TASK MATERIAL below:

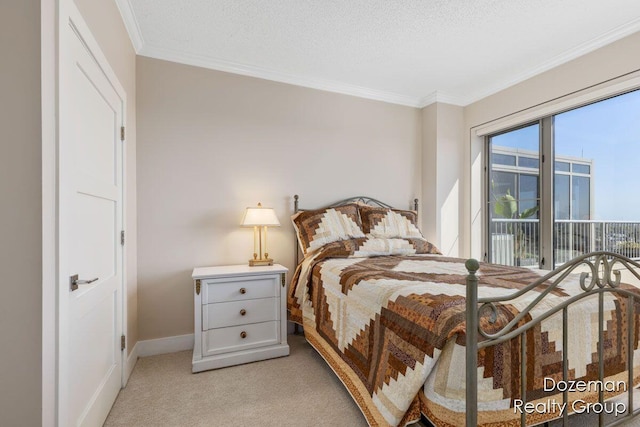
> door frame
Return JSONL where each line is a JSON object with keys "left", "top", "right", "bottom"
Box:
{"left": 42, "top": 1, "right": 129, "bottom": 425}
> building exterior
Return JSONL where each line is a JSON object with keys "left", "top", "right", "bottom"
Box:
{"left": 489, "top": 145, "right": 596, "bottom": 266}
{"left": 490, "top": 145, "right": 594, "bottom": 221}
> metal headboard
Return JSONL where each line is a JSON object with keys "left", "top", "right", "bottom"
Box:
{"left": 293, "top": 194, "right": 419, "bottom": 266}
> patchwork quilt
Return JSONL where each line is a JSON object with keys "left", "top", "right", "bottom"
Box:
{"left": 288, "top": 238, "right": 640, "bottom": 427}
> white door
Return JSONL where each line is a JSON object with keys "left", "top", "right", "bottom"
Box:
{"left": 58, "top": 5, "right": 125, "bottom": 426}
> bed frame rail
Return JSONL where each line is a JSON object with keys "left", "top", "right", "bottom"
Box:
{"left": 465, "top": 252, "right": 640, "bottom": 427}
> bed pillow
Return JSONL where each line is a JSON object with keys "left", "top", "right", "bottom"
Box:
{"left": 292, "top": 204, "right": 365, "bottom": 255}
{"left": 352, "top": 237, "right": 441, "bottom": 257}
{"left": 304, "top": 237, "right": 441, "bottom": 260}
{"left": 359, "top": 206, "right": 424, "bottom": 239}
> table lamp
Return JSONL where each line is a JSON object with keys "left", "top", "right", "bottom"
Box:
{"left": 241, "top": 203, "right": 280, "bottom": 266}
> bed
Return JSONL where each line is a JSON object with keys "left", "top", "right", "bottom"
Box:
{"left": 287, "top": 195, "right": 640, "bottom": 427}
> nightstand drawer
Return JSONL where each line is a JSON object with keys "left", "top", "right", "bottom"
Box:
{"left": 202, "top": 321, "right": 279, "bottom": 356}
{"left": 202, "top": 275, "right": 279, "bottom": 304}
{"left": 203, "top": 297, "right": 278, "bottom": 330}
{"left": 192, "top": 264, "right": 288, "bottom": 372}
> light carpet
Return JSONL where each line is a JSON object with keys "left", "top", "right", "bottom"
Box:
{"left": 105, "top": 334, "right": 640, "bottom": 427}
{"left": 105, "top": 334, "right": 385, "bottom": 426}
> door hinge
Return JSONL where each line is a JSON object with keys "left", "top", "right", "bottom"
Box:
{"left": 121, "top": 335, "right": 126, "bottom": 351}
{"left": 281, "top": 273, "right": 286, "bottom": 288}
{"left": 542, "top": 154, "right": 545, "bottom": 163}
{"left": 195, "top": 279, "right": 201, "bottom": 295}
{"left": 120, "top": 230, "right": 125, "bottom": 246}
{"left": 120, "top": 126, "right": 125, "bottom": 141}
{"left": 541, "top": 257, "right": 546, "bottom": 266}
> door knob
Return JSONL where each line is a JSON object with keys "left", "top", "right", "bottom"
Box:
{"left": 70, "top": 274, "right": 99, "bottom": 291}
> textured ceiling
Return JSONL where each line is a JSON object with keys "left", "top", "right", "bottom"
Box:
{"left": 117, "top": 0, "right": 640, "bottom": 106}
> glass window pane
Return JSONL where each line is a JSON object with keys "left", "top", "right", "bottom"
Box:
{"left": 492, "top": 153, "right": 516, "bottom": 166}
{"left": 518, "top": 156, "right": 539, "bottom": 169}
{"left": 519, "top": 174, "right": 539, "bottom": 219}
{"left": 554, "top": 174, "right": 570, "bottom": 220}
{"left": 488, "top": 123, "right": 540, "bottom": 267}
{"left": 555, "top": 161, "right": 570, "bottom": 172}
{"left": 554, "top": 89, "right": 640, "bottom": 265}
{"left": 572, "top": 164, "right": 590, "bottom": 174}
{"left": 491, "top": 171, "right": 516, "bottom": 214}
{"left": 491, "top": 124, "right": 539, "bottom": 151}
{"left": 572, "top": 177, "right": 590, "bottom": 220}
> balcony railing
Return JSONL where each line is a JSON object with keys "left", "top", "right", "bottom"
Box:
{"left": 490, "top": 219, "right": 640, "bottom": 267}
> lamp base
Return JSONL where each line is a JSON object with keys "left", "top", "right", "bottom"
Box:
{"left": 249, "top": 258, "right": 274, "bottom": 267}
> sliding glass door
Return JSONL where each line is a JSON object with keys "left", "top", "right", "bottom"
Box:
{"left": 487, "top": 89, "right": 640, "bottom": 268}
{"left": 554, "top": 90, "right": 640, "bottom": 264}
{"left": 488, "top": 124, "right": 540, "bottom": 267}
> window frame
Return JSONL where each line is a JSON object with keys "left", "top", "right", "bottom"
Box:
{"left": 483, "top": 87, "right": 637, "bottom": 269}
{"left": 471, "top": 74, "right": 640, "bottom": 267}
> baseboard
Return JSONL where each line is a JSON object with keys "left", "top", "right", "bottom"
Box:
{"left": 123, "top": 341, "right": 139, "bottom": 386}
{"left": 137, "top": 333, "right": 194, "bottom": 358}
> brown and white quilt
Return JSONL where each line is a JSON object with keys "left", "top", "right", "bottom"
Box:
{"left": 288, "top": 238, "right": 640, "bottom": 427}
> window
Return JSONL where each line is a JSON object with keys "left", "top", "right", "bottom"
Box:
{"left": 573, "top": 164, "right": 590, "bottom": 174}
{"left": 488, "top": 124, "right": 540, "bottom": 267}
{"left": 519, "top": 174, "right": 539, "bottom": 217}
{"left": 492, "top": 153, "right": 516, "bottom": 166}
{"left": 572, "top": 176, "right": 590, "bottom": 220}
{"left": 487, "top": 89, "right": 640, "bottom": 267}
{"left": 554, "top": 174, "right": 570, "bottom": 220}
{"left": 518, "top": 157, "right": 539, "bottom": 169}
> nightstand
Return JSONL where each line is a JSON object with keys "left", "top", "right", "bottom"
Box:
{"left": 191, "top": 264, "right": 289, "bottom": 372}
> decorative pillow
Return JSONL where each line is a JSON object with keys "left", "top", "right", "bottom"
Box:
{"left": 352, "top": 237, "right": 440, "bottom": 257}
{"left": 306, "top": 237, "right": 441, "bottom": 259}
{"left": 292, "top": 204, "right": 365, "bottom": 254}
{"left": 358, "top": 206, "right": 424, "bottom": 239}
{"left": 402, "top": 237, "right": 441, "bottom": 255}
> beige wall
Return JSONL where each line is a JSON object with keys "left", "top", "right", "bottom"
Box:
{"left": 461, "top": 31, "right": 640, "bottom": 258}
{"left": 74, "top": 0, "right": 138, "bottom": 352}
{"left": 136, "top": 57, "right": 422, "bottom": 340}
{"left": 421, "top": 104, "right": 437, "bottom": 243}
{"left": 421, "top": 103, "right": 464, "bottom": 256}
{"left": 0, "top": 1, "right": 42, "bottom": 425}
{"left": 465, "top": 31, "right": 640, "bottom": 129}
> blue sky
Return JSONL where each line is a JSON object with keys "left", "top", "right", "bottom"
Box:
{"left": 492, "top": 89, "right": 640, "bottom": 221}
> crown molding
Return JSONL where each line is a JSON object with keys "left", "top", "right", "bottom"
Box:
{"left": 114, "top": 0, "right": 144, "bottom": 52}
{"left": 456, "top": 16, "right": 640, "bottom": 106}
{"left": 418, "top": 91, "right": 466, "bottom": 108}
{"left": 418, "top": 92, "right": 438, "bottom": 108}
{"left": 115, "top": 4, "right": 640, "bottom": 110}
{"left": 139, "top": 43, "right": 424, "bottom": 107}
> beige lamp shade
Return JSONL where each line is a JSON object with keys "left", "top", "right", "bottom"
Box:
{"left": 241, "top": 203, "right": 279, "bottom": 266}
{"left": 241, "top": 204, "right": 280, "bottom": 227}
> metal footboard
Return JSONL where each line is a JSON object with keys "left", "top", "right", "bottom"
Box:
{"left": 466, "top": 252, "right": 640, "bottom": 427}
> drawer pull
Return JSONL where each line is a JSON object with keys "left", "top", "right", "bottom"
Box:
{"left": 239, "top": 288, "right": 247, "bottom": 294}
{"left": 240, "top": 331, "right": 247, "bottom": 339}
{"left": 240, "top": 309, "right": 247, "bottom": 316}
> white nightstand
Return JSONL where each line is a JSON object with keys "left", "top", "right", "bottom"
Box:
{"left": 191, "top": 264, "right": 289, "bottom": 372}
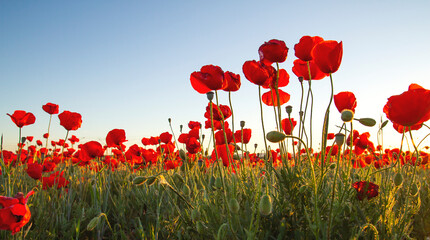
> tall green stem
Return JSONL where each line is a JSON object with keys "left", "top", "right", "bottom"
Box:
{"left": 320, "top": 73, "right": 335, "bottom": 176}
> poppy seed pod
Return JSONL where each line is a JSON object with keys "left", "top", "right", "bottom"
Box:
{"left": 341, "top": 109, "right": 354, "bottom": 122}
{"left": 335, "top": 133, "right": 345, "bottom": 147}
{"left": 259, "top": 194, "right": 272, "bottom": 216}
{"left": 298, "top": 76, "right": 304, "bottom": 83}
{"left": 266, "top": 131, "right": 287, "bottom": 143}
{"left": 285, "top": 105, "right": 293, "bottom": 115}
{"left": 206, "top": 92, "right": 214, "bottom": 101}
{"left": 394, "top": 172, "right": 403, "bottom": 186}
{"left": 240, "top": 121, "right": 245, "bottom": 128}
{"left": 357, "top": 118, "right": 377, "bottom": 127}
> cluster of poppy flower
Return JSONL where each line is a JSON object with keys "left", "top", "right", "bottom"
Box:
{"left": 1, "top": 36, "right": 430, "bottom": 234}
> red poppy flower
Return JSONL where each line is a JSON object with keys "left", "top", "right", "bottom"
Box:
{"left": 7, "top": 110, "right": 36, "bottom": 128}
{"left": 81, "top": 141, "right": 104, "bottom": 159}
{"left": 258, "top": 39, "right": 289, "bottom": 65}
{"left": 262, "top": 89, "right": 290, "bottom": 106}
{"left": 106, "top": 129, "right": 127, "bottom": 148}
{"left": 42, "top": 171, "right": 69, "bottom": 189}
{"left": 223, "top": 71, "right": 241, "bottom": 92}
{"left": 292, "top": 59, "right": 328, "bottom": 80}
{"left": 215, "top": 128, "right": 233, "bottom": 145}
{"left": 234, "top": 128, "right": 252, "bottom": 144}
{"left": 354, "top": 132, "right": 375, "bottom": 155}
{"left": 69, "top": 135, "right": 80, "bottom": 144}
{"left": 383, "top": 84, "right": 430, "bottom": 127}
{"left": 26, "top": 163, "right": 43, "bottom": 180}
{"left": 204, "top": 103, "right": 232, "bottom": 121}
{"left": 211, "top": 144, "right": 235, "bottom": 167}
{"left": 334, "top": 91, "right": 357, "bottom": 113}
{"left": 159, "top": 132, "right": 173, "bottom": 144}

End of TASK MATERIAL.

EXERCISE DESCRIPTION >>
Considering only the data above, return the lines in which "nightstand" occurs.

COMPLETED EXERCISE >>
> nightstand drawer
> nightstand
> white nightstand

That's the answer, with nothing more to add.